start
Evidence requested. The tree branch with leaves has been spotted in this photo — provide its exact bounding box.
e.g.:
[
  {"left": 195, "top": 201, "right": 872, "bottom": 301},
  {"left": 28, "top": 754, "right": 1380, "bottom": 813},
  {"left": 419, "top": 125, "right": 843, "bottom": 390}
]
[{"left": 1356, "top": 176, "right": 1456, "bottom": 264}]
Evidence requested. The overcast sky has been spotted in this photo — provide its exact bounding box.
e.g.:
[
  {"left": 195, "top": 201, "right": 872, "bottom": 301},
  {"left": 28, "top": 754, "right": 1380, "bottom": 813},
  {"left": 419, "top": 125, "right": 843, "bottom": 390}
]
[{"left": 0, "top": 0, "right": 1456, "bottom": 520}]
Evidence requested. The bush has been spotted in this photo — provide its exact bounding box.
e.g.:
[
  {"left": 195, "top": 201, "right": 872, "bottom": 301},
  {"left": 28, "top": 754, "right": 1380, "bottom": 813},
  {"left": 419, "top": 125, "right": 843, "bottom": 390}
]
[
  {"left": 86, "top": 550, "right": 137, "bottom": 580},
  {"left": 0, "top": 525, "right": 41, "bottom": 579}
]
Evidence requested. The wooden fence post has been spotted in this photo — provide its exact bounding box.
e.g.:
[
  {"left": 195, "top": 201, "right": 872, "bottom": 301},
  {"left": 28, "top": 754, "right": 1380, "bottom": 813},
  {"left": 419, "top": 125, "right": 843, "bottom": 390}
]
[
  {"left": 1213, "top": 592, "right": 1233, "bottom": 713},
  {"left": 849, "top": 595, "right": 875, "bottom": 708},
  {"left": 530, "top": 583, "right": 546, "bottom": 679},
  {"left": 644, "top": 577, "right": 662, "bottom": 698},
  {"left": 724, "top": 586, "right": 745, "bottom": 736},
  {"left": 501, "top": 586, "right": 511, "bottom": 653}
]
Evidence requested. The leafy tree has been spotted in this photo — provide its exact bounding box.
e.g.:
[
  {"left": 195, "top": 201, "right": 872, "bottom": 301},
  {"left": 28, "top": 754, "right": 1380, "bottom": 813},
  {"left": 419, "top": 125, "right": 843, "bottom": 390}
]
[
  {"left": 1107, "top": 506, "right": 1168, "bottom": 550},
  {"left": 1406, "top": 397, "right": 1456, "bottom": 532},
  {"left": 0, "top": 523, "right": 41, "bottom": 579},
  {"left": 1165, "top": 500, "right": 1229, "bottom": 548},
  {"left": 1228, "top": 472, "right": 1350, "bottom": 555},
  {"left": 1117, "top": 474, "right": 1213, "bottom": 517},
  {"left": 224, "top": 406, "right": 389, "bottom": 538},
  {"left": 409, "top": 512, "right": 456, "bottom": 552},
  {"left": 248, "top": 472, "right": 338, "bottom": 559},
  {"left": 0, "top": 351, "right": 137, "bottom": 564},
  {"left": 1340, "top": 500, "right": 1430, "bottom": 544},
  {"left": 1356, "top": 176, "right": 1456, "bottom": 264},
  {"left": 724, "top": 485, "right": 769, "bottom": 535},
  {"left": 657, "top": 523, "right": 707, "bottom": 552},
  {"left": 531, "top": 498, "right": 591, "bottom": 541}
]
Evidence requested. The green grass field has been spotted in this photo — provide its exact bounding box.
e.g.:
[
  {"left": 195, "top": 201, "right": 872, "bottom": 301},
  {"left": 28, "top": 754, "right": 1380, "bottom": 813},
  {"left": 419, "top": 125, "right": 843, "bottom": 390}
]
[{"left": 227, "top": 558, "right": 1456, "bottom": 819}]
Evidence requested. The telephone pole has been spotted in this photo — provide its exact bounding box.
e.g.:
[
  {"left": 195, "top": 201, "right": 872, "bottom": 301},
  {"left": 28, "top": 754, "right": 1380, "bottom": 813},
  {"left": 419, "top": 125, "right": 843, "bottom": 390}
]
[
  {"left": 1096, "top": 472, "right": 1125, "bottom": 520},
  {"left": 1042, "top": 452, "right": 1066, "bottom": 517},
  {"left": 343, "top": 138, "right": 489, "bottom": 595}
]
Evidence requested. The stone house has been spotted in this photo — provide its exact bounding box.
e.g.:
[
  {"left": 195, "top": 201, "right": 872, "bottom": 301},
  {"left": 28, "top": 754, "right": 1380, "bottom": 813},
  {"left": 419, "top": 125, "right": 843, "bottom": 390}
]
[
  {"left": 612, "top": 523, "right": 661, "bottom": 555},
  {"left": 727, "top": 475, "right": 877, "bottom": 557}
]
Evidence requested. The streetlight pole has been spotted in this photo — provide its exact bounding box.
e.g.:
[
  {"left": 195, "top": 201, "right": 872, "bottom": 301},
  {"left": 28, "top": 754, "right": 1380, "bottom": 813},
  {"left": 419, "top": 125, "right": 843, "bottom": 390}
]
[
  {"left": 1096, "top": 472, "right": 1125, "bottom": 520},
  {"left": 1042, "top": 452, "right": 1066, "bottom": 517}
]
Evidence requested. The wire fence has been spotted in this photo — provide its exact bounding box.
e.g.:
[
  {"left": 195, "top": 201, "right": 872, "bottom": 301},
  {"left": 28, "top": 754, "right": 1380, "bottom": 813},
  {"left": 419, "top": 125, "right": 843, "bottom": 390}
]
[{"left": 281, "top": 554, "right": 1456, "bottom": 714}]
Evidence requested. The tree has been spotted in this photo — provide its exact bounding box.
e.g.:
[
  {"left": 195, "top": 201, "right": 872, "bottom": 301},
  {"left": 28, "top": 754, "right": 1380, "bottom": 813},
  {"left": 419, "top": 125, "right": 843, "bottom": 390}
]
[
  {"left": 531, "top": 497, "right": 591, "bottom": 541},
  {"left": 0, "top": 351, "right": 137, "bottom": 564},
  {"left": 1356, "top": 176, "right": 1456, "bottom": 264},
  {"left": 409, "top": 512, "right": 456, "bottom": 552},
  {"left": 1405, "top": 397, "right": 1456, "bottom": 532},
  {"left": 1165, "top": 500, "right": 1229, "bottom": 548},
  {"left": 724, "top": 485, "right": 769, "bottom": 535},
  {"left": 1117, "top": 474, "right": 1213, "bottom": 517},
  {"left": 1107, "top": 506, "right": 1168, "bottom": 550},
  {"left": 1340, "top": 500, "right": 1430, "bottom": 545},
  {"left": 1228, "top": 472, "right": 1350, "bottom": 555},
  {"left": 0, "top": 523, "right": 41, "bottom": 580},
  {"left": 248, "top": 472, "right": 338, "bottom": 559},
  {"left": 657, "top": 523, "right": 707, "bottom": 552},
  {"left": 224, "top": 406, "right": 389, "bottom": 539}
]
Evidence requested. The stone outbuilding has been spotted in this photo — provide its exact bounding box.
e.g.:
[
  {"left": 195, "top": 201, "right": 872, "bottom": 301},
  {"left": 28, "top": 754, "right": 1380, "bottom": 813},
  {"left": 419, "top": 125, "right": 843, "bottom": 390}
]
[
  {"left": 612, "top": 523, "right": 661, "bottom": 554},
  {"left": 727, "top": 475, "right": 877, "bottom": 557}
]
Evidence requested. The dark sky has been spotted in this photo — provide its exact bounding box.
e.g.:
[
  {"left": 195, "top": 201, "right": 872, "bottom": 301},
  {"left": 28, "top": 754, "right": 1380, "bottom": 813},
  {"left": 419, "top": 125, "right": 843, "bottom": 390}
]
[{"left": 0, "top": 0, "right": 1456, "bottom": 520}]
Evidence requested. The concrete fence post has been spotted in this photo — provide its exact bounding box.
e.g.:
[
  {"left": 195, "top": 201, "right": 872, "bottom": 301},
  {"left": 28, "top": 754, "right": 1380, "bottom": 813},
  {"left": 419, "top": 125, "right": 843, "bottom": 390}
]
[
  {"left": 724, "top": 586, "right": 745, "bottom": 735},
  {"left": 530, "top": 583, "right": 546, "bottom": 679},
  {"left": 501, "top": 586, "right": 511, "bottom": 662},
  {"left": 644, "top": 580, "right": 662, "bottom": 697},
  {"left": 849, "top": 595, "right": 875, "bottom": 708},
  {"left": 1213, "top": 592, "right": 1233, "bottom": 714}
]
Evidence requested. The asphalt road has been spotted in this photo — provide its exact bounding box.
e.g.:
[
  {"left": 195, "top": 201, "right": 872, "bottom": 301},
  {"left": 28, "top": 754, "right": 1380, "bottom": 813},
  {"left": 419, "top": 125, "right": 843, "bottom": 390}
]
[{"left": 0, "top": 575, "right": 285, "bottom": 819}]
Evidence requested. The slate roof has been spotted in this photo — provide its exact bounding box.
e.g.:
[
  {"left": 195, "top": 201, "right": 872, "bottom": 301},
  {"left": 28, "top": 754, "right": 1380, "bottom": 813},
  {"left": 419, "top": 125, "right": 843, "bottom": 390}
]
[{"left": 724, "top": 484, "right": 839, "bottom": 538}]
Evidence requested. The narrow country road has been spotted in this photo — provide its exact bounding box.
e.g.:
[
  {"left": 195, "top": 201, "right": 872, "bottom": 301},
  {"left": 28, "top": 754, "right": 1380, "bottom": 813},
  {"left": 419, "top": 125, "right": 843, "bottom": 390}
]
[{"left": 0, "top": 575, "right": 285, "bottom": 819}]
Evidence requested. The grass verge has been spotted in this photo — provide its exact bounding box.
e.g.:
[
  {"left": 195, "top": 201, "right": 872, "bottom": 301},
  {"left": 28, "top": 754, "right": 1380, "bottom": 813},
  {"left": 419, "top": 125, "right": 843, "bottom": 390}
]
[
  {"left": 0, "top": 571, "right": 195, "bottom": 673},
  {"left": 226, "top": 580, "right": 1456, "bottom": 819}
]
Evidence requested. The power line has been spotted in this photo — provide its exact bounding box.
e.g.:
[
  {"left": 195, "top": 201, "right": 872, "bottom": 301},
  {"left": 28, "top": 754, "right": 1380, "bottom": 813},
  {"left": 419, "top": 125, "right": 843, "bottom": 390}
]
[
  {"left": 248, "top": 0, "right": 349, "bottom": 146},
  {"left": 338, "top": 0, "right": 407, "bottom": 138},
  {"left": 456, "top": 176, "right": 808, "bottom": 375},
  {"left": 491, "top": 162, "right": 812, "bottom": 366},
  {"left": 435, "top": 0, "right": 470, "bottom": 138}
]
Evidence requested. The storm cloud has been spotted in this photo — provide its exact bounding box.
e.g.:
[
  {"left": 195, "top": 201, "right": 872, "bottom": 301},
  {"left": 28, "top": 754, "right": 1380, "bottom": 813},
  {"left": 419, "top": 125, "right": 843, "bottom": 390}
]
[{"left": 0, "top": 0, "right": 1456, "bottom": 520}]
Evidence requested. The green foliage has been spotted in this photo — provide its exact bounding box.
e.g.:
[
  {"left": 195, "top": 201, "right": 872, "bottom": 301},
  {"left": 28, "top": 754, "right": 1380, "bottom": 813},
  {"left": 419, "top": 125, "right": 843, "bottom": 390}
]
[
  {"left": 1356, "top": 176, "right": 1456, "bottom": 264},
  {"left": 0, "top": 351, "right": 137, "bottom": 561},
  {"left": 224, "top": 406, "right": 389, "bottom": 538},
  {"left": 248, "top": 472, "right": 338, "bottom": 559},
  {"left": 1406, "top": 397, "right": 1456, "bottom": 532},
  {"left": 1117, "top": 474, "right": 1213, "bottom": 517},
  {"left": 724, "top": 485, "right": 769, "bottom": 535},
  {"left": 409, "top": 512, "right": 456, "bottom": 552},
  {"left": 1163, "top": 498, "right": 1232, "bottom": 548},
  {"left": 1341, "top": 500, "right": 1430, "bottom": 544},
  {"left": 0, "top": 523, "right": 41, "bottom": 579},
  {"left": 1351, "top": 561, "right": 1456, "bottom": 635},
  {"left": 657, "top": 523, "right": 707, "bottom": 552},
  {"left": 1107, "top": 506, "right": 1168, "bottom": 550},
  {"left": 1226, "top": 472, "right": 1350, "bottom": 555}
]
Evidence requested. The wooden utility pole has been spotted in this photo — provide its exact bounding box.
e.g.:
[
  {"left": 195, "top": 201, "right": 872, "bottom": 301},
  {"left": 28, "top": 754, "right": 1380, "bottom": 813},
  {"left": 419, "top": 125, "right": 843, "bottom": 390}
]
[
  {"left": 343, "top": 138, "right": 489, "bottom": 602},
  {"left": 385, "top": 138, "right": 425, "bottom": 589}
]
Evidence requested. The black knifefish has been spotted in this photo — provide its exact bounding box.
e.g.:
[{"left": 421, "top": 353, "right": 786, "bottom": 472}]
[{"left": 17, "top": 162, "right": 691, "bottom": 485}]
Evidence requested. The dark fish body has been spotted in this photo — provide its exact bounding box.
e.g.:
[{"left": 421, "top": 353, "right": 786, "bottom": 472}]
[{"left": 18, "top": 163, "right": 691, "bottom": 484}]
end
→ **PROBLEM**: Scale the data starting with the line that contains "Evidence requested. The dark fish" and going on through the end of the data, giving every line again, request included. Multiply only the bounding-box coordinates in the answers by 0.9 and round each to a whole number, halves up, leaving the requests and their format samples unchanged.

→ **TASK RESULT**:
Evidence requested. The dark fish body has been spotted in this photo — provide its exact bounding box.
e.g.:
[{"left": 421, "top": 353, "right": 786, "bottom": 472}]
[{"left": 16, "top": 147, "right": 622, "bottom": 436}]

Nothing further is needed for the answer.